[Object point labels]
----------

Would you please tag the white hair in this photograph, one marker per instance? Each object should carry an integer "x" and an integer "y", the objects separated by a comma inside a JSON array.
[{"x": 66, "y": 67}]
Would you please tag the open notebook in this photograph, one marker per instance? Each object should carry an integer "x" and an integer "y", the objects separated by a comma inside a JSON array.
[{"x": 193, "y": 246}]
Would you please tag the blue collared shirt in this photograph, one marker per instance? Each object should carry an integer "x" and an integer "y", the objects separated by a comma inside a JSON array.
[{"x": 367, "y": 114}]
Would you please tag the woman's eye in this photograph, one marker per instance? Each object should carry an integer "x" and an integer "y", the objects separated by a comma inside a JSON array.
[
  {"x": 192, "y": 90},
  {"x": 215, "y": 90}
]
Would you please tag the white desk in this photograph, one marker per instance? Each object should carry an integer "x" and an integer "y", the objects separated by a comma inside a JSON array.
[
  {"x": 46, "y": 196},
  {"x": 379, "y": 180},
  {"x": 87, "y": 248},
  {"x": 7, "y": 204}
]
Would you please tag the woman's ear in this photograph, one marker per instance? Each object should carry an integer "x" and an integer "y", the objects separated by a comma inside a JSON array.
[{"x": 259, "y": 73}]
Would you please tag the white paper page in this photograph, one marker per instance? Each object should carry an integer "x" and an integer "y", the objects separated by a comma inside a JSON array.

----------

• GOAL
Repeat exactly, and only, the lines of the records above, starting with the line that contains "Would you please tag the woman's ear" and ending with the final line, both included.

• THE OUTPUT
Would you please tag the woman's ear in this photograph, one marker per instance? Each object should carry an integer "x" and an integer "y", the objects separated by a comma inside a JSON array.
[{"x": 259, "y": 73}]
Would you please tag the white paper page in this photograph, one marker per instance? Each object should carry an integer "x" and an integer "y", the objects separated by a comma inside a JSON array.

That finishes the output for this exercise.